<<<<

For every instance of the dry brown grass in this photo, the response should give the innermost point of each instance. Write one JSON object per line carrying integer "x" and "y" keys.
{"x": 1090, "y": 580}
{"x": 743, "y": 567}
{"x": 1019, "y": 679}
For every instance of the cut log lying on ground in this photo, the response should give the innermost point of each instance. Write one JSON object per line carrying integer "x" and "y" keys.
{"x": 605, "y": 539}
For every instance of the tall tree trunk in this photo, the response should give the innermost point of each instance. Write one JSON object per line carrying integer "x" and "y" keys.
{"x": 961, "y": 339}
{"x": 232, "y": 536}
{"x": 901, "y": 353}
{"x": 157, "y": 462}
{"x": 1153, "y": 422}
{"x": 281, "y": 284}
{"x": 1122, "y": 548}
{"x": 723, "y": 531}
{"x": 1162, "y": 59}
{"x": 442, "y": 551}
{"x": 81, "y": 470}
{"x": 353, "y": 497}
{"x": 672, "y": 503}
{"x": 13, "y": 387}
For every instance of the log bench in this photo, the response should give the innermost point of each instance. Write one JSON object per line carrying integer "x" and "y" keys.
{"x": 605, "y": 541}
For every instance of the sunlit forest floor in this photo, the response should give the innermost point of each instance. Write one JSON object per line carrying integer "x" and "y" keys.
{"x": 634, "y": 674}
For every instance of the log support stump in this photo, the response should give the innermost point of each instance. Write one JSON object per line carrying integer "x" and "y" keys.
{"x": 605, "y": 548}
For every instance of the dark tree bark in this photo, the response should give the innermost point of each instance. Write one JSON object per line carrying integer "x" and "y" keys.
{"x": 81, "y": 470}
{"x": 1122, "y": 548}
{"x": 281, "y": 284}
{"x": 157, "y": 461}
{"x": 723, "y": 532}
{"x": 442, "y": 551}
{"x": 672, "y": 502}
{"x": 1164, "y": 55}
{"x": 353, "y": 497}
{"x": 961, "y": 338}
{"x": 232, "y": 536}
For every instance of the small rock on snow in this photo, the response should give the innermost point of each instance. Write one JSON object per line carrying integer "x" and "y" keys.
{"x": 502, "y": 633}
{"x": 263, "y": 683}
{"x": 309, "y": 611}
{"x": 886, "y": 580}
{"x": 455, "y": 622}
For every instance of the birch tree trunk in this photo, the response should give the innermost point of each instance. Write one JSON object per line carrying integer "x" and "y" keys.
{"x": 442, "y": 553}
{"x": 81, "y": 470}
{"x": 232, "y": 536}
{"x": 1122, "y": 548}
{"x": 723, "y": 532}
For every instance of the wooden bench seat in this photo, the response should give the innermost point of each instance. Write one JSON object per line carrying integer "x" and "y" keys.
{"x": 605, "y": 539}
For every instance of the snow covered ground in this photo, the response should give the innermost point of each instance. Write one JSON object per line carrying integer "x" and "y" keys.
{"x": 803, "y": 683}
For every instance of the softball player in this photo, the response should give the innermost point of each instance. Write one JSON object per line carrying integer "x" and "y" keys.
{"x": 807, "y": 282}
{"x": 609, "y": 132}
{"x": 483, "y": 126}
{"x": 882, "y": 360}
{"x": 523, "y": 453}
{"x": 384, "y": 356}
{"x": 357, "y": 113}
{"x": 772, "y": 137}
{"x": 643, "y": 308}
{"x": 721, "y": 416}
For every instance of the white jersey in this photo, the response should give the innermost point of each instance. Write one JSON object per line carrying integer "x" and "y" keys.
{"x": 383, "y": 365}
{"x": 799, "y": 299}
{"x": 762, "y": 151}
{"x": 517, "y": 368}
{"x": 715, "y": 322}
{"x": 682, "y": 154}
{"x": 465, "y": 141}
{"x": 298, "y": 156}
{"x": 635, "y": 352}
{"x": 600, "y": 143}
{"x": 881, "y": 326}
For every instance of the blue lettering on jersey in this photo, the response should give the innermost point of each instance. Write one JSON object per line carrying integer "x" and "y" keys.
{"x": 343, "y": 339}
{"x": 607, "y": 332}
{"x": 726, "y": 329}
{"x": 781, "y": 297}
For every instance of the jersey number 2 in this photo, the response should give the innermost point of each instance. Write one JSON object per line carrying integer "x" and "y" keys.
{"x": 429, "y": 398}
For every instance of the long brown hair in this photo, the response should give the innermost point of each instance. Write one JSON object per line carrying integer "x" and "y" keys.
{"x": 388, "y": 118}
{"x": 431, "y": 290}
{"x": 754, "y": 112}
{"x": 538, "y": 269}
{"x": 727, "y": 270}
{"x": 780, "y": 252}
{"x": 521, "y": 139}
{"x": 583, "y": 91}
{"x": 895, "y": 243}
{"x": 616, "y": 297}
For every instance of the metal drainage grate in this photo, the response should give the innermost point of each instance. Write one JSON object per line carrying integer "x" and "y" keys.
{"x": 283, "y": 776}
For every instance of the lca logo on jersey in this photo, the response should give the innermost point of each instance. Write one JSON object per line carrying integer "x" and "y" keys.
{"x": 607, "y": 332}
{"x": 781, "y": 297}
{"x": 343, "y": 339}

>>>>

-- Task --
Retype the lines beginning at the one containing "For every instance of the blue" and ending at the final line of the material, both included.

-- Answer to the exercise --
For every instance of the blue lettering on jersey in this photo, the response should give the innermost point of each instance. Write one JSON object per line carrying integer "x" and "y" keys.
{"x": 343, "y": 339}
{"x": 607, "y": 332}
{"x": 726, "y": 329}
{"x": 781, "y": 297}
For every instance of the jersey number 2 in this photo, the response should give the innermost point of each instance. Write one JSON object per line carrying integer "x" and "y" keys.
{"x": 429, "y": 398}
For every instance of the long brown hair in this photo, the response should give the innermost point of each instance. Write one JSON object per line carrying integer "x" and "y" keys.
{"x": 388, "y": 118}
{"x": 431, "y": 290}
{"x": 754, "y": 112}
{"x": 538, "y": 269}
{"x": 727, "y": 270}
{"x": 780, "y": 252}
{"x": 521, "y": 139}
{"x": 583, "y": 91}
{"x": 895, "y": 243}
{"x": 616, "y": 297}
For every instance of the metal drainage grate in this photo, the response should give the innermost point of each instance. Write one JSON object per line carrying integer "x" and "y" keys.
{"x": 283, "y": 776}
For every instance of the lca logo on jersey in this photo, the response should give the innermost point of each instance. Write one JSON object per line carrying integer "x" and "y" keys.
{"x": 607, "y": 332}
{"x": 781, "y": 297}
{"x": 343, "y": 339}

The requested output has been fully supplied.